▶ _Assignment 1_
Using the passage about Maureen McKee and Andrea Chin, answer these questions:
(a) Where was McKee's father raised, and during what period?
(b) For which position and court is Chin running?
(c) What is the application deadline by which Chin could still be challenged?
▶ _Assignment 2_
Extend the passage about Maureen McKee and Andrea Chin, picking up after its final sentence.

▶ _Passage provided_
McKee’s family themselves experienced great hardships. Her mother was born in what is now North Korea, and escaped northwards during the Japanese Occupation of the Korean Peninsula. When the Communist regime took over North Korea, her family had to flee a second time to South Korea, where McKee’s mother grew up.
Her family lost everything they owned and lived a life of poverty. Her father was raised in Tulsa, Okla. during the Great Depression, and he too was no stranger to poverty.
Maureen McKee was raised in Tulsa. She mentions that growing up in Oklahoma, there was only one other Asian American kid outside of her family at her elementary school, a stark contrast to Seattle’s greater diversity.
Having had the inspiration and support of her parents and mentors along the way, McKee wishes to play that part in other women’s lives now.
“I get really excited when I see women,” McKee said, “especially younger women who are interested in getting involved in social justice and I would love to continue, as a judge or to whatever capacity I have, to play a very strong role in mentoring women.”
Andrea Chin is the only person her best friend knows who flosses her teeth every day.
“That’s how she lives,” said best friend Hang Yee Chin in a phone interview. “It’s something I’ve always admired about her. Everything is right with her, she is always going to look at things the way they should be, and that’s how she is in her work as well. That’s why she would make a great judge.”
Andrea Chin is a prosecutor at the office of the Seattle City Attorney, the previous president of the Asian Bar Association of Washington, and the current candidate for the open judge position at the Seattle Municipal Court.
So far, Chin is running uncontested for Position 2, but is prepared to move forward if challenged before the May 18 application deadline.
Her daughter, Lily Chin-Martin, recounts with wonder and pride how her mother’s family, friends, coworkers, old and current neighbors, and members of the Asian Bar Association all came out to see Chin at her campaign launch party.
“People from all facets of her life came together to support her,” Chin-Martin said. “Everyone was just so happy to be there. It was such an inspiring environment to be in.”

▶ _Dataset_

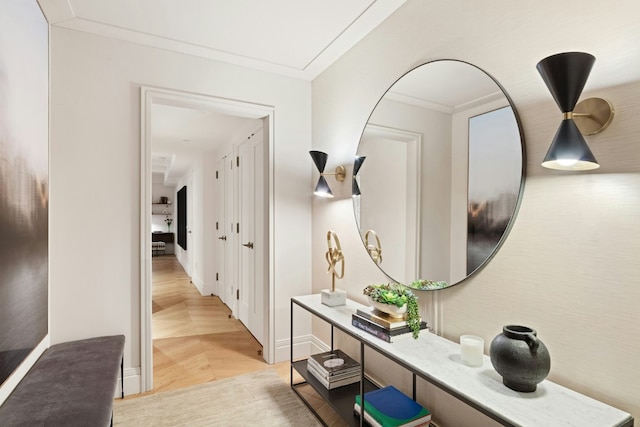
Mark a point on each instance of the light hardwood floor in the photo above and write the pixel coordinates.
(196, 340)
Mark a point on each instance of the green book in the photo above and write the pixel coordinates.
(389, 407)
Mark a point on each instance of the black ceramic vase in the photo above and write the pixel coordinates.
(520, 357)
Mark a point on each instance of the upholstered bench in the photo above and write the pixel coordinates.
(71, 384)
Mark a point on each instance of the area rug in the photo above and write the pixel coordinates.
(258, 399)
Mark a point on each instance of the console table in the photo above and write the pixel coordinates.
(436, 360)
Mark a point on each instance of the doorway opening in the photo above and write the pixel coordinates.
(202, 229)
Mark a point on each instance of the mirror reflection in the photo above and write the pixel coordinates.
(443, 174)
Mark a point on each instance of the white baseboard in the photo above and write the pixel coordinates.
(132, 380)
(14, 379)
(303, 346)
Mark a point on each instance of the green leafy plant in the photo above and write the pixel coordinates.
(397, 294)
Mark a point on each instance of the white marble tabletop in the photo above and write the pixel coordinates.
(438, 360)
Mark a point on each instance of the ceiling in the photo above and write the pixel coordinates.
(290, 37)
(294, 38)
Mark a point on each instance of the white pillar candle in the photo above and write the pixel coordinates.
(471, 350)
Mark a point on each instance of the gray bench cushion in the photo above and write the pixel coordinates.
(72, 384)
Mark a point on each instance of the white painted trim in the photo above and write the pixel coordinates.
(18, 374)
(303, 346)
(153, 95)
(414, 230)
(131, 383)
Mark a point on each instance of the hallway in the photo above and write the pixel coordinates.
(195, 339)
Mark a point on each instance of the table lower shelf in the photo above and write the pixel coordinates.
(341, 399)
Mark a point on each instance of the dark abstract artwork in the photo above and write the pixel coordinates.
(24, 181)
(495, 166)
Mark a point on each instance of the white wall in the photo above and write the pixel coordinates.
(95, 179)
(157, 221)
(570, 265)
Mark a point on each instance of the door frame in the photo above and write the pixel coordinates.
(153, 95)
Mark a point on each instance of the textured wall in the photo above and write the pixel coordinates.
(569, 267)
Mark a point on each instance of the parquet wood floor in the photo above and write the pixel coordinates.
(196, 340)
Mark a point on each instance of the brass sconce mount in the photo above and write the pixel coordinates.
(593, 115)
(565, 75)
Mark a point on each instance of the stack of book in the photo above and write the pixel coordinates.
(389, 407)
(334, 369)
(381, 324)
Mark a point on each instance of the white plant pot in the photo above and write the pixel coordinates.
(391, 309)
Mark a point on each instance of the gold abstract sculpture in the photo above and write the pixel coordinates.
(333, 297)
(334, 256)
(375, 250)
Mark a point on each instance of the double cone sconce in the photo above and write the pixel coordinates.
(565, 75)
(355, 188)
(320, 160)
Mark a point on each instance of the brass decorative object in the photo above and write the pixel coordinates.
(334, 257)
(375, 250)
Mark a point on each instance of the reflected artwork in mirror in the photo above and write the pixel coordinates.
(444, 174)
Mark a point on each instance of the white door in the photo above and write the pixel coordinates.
(251, 235)
(223, 175)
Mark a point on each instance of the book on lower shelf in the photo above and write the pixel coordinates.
(333, 368)
(380, 331)
(389, 407)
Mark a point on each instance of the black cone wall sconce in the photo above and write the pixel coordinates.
(355, 188)
(320, 160)
(565, 75)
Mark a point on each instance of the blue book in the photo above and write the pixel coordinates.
(389, 407)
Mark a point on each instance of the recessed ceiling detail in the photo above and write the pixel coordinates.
(290, 37)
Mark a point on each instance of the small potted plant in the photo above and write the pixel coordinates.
(397, 300)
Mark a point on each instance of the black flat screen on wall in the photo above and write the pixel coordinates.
(182, 217)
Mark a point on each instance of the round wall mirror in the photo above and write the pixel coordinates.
(439, 174)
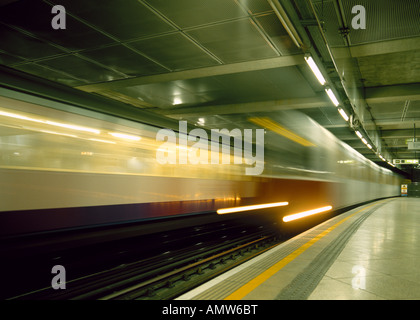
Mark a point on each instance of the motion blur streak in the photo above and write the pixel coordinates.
(252, 207)
(303, 214)
(275, 127)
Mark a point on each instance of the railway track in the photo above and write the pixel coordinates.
(178, 267)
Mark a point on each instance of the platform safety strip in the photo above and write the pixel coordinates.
(302, 286)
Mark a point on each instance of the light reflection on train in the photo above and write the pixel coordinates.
(64, 170)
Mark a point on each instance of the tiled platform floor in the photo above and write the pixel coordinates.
(381, 260)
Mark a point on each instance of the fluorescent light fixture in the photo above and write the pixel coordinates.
(177, 101)
(310, 61)
(18, 116)
(58, 133)
(332, 97)
(104, 141)
(72, 126)
(124, 136)
(343, 114)
(252, 207)
(304, 214)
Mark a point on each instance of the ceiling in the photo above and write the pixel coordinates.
(220, 62)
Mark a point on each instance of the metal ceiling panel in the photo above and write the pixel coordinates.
(175, 51)
(76, 36)
(124, 60)
(234, 41)
(271, 84)
(8, 59)
(393, 68)
(49, 74)
(327, 13)
(256, 6)
(191, 13)
(278, 35)
(18, 44)
(82, 69)
(125, 20)
(385, 19)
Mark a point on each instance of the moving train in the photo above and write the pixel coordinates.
(65, 169)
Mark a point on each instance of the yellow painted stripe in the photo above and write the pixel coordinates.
(254, 283)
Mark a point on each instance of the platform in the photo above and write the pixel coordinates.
(368, 253)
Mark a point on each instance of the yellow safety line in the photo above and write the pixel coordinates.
(254, 283)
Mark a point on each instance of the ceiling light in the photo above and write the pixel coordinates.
(343, 114)
(252, 207)
(124, 136)
(305, 213)
(310, 61)
(332, 97)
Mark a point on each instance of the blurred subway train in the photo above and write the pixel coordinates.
(66, 169)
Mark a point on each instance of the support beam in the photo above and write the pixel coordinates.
(321, 100)
(393, 93)
(278, 62)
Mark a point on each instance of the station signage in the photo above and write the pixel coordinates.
(406, 161)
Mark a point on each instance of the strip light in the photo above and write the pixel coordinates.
(252, 207)
(310, 61)
(304, 214)
(343, 114)
(124, 136)
(332, 97)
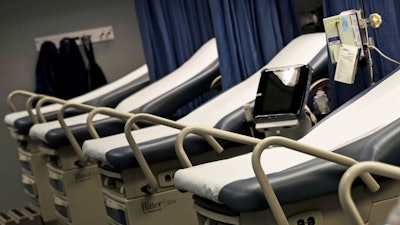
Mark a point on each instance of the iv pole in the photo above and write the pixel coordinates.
(373, 21)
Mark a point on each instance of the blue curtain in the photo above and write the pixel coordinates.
(386, 37)
(250, 33)
(171, 31)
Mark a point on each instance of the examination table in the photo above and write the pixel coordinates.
(34, 171)
(71, 179)
(138, 184)
(364, 129)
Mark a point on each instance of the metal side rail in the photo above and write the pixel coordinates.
(106, 111)
(307, 149)
(260, 146)
(41, 102)
(23, 216)
(351, 174)
(31, 97)
(153, 184)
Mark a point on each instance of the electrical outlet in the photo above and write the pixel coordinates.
(307, 218)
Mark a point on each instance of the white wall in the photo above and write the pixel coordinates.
(23, 20)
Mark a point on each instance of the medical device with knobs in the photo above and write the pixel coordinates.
(350, 28)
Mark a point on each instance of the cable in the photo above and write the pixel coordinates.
(383, 55)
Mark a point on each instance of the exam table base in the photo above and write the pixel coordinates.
(126, 203)
(325, 210)
(35, 177)
(76, 191)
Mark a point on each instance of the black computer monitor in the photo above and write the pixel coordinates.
(281, 93)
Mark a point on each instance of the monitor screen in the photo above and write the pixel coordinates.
(281, 93)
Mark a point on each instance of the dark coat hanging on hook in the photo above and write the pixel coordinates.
(47, 69)
(95, 73)
(73, 79)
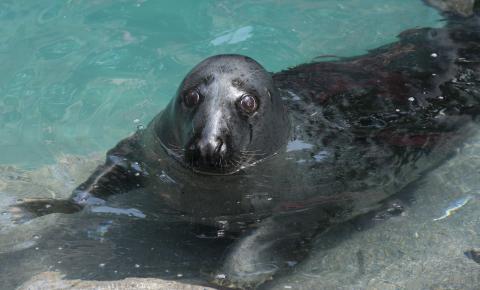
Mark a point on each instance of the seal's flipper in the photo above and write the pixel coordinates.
(32, 208)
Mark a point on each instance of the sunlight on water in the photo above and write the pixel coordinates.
(77, 74)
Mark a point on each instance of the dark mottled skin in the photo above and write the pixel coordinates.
(372, 125)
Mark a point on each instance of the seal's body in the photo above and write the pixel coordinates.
(299, 149)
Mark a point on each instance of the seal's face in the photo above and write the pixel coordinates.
(226, 116)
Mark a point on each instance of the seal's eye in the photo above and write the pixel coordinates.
(248, 104)
(191, 99)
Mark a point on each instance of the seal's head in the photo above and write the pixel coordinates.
(227, 115)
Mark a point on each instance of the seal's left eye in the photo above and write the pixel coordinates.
(191, 99)
(248, 104)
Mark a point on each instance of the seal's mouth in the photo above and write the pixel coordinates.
(224, 166)
(207, 165)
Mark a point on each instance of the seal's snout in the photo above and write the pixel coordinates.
(208, 154)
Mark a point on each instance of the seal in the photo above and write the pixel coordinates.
(278, 157)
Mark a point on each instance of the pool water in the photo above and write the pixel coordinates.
(78, 76)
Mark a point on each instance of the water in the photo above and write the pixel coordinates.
(78, 76)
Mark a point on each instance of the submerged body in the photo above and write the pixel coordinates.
(298, 150)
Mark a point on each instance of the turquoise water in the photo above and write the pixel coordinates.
(75, 75)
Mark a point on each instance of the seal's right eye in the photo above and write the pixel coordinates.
(191, 98)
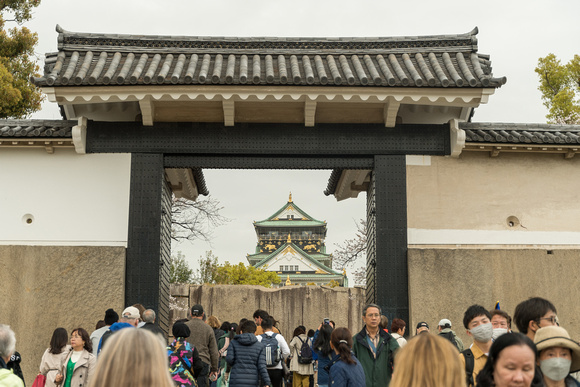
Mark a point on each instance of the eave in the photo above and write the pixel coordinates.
(304, 104)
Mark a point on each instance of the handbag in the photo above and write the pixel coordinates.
(39, 381)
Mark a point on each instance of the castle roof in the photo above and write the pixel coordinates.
(289, 215)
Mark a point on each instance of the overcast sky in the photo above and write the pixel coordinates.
(515, 33)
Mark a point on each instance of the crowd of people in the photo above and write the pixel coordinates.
(205, 352)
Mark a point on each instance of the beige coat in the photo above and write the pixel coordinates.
(302, 369)
(84, 369)
(50, 364)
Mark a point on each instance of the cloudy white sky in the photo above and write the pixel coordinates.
(515, 33)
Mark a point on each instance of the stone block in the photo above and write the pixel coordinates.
(46, 287)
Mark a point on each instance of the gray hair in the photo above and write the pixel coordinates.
(149, 316)
(7, 341)
(371, 306)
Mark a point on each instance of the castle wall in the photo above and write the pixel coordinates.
(46, 287)
(290, 305)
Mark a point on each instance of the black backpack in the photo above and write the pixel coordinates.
(273, 352)
(469, 365)
(305, 354)
(449, 336)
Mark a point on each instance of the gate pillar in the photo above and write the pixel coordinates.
(149, 237)
(387, 273)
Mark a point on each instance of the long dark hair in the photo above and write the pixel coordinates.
(58, 341)
(85, 337)
(322, 343)
(485, 376)
(342, 341)
(298, 331)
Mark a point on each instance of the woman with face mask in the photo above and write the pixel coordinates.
(511, 362)
(558, 355)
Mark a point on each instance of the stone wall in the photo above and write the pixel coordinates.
(290, 305)
(443, 283)
(46, 287)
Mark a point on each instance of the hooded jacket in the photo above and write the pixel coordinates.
(83, 370)
(112, 329)
(247, 356)
(378, 370)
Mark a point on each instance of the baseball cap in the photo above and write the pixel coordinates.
(131, 312)
(197, 310)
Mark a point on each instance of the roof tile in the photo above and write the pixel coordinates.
(100, 59)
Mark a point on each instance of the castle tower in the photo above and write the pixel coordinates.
(292, 243)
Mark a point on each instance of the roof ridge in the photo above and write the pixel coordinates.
(69, 40)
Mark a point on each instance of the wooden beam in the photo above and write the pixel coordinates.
(229, 112)
(309, 113)
(390, 112)
(147, 111)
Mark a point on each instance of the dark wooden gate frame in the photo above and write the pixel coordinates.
(267, 146)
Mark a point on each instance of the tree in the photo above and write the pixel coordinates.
(560, 88)
(241, 274)
(191, 220)
(211, 272)
(352, 253)
(18, 96)
(179, 271)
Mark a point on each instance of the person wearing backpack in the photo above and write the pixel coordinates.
(375, 349)
(301, 361)
(477, 322)
(277, 351)
(247, 357)
(446, 332)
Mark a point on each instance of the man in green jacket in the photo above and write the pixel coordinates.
(375, 349)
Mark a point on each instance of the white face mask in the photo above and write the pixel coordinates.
(482, 333)
(556, 368)
(497, 332)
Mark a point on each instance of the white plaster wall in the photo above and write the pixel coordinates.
(468, 200)
(72, 199)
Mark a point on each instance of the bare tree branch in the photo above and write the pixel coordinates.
(193, 220)
(352, 253)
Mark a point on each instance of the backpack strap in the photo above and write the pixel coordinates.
(469, 365)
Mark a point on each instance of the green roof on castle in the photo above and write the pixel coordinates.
(273, 221)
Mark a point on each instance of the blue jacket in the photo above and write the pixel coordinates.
(346, 375)
(247, 356)
(324, 363)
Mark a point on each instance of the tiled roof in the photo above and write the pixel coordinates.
(490, 132)
(333, 182)
(51, 133)
(506, 137)
(86, 59)
(37, 128)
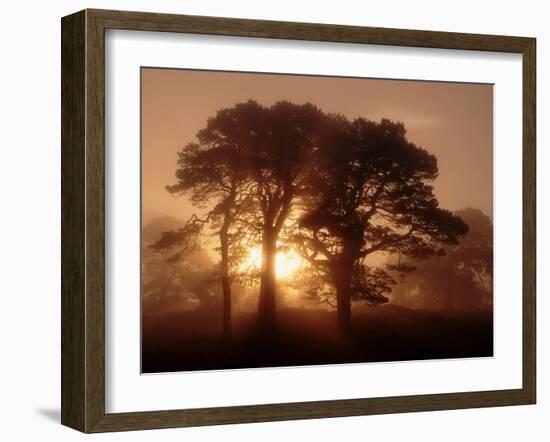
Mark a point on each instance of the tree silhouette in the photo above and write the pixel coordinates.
(272, 146)
(460, 280)
(213, 173)
(370, 191)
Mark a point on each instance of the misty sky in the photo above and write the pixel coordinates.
(454, 121)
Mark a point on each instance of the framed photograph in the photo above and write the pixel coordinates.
(270, 220)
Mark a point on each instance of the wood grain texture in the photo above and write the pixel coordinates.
(73, 129)
(83, 219)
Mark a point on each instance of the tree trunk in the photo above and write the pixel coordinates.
(266, 304)
(343, 300)
(225, 282)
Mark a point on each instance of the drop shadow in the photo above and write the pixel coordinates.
(51, 414)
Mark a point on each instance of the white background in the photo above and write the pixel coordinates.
(30, 194)
(128, 391)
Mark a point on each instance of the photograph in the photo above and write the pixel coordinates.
(297, 220)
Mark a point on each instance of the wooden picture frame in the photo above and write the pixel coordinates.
(83, 220)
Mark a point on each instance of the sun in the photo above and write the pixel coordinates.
(288, 263)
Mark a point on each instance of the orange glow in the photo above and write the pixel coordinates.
(288, 263)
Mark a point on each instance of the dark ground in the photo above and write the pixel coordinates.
(191, 340)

▶ _Exercise response 1_
(a) Tulsa, Oklahoma, during the Great Depression.
(b) Position 2 at the Seattle Municipal Court.
(c) May 18.

▶ _Exercise response 2_
Chin’s motivation for becoming a judge stems from a desire to help the city she is so strongly rooted in, she says.
“My parents met and raised my brothers and I here in Seattle in the Mount Baker area,” Chin said. “We went to public schools and now I have two daughters who I raised here in Seattle, so we’re really a Seattle family and I think that’s one of the reasons why I care about the quality of life here.”
After attending Occidental College in Los Angeles, Chin spent three years working for the admissions department at the California Institute of Technology. In this position, as well as in law school in the late 1980s, she became frustrated with the lack of diversity. There were far more men than women, and not many people of color, she said.
“I think that a lot of barriers are self imposed. It goes back to the idea of having support. If you are feeling very alone, I think you tend to feel like you don’t have a lot of say or strength as you might in a group,” says Chin. “I always felt like I was the odd person out. Sometimes, I still attend different meetings or events where there’s a large group of attorneys and I might be the only Asian woman in the whole crowd.”
Twenty-six years as a prosecutor, and as a supervisor on the therapeutic, veterans, and mental health courts, have given Chin knowledge on how different components of the Municipal Court function, she says.
“She never wanted glory, or attention, or power,” Chin-Martin said. “I feel really proud of her for stepping up and running for the position everyone agrees she should have.”